◆ Prompt 1
Answer these questions from the Bracero program text:
(a) During what period did the program allow Mexican workers to come to the US?
(b) About how many Mexican agricultural workers did ending the program exclude from the US?
(c) Instead of hiring natives, what did farmers turn to?
◆ Prompt 2
Reproduce the part of the Bracero program text starting with "The elimination of" and going on through "in US history.".
◆ Prompt 3
List every way the Bracero program text says farmers responded after the program ended.

◆ Text excerpt
***

The Bracero program was a guestworker program that allowed Mexican workers to come to the US from 1942 until the end of 1964. President John F. Kennedy ended the program in an attempt to protect native workers from competition with migrant workers. The motivation mirrors the intentions of more recent proposals like the RAISE Act.
The elimination of the Bracero program meant excluding about half a million Mexican agricultural workers from the US. This makes it one of the largest attempts to protect native workers in US history.
Ending the Bracero program didn’t have any of the benefits that the Kennedy administration expected. Instead of hiring natives, farmers turned to machines. Where technology couldn’t entirely make up for the fewer workers, they temporarily raised wages to attract labor. However, it was more common that farmers would switch to growing crops that are easier to produce with machines. Because of this, the Bracero exclusion didn’t sustainably improve the lives of Americans. In fact, both American consumers and American farmers were more hurt than helped.

***

Collection entries:
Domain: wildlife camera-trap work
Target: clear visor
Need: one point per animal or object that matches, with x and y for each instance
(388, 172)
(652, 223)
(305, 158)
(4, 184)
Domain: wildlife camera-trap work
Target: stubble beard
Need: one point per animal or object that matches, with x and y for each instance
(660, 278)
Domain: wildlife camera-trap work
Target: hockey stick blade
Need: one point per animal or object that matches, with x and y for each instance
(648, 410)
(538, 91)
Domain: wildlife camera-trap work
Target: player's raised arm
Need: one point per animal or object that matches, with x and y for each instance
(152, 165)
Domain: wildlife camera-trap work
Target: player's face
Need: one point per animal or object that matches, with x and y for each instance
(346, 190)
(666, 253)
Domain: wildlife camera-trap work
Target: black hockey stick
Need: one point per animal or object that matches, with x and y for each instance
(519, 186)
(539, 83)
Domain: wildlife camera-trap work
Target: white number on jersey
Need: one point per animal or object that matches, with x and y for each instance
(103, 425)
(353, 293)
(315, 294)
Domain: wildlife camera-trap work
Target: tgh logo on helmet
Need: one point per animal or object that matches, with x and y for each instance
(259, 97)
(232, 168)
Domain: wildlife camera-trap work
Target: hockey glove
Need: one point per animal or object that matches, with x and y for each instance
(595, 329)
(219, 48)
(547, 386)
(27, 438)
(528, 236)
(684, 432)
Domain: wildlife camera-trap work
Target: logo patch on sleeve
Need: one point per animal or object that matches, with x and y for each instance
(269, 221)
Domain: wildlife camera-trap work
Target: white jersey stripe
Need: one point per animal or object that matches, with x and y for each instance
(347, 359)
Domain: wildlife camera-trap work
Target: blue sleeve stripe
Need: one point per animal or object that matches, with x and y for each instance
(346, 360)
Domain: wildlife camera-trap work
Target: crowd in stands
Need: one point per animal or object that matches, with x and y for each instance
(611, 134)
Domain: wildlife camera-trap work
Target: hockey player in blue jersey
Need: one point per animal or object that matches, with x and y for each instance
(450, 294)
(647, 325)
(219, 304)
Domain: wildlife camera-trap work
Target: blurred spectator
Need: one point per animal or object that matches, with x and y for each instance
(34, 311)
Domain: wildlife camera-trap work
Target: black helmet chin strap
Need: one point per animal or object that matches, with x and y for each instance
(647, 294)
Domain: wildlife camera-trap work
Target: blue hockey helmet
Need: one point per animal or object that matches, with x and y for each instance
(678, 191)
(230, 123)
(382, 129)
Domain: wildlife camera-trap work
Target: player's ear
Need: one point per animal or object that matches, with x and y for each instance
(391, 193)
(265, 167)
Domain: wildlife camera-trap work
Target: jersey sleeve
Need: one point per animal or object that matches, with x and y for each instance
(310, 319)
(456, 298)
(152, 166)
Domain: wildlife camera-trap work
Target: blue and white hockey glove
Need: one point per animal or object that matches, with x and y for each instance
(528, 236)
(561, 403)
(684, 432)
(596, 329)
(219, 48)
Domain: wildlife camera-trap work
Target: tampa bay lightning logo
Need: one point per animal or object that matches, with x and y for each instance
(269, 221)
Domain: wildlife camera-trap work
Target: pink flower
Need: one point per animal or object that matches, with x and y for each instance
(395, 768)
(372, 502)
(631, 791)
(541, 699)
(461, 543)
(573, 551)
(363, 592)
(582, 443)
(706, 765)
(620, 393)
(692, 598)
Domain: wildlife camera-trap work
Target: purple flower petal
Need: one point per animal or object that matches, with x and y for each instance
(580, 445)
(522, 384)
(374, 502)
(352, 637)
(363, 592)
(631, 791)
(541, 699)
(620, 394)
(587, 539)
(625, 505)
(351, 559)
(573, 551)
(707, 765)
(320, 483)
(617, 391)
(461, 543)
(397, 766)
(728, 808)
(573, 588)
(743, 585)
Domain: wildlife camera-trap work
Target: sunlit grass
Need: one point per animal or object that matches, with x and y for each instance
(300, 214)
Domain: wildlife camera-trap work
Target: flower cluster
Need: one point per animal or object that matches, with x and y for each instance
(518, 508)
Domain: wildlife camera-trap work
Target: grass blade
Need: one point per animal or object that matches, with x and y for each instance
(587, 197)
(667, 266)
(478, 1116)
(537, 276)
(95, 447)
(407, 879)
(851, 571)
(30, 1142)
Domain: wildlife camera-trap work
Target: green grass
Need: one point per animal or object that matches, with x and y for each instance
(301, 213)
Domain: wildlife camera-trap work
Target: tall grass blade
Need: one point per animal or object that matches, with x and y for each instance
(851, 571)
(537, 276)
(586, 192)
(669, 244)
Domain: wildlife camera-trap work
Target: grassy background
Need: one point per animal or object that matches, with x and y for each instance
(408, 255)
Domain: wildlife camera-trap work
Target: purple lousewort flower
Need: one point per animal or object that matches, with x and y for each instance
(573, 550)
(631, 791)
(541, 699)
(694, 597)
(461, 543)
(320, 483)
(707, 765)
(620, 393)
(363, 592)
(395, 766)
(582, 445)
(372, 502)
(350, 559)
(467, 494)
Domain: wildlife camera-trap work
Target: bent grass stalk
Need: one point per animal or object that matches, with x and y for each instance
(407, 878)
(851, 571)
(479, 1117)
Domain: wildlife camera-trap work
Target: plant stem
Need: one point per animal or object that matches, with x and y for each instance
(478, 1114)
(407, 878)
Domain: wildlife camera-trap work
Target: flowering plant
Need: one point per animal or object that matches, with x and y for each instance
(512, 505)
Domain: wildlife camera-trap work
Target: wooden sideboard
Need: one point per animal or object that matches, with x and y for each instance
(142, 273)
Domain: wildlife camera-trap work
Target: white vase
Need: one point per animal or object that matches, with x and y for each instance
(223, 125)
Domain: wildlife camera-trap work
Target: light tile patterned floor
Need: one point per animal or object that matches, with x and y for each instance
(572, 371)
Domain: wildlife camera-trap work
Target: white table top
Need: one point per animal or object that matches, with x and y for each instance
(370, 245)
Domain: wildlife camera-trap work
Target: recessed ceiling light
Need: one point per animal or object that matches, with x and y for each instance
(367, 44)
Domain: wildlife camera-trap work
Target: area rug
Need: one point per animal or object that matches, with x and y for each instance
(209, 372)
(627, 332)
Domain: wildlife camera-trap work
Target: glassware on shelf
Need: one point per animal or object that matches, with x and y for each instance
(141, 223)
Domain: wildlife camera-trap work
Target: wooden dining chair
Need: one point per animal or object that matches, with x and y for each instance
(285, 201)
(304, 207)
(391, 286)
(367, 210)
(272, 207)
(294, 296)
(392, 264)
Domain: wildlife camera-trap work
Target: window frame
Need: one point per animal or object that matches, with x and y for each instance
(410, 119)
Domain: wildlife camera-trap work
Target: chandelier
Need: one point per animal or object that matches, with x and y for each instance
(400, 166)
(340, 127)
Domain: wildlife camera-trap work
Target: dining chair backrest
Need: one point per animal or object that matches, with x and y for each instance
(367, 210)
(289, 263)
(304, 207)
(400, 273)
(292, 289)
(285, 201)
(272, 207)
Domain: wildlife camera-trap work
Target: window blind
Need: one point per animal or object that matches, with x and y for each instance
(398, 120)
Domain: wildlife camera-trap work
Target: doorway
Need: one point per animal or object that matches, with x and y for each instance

***

◆ Exercise answer 1
(a) From 1942 until the end of 1964.
(b) About half a million.
(c) Machines.

◆ Exercise answer 2
The elimination of the Bracero program meant excluding about half a million Mexican agricultural workers from the US. This makes it one of the largest attempts to protect native workers in US history.

◆ Exercise answer 3
- They turned to machines.
- Where technology couldn't entirely make up for the fewer workers, they temporarily raised wages to attract labor.
- More commonly, they switched to growing crops that are easier to produce with machines.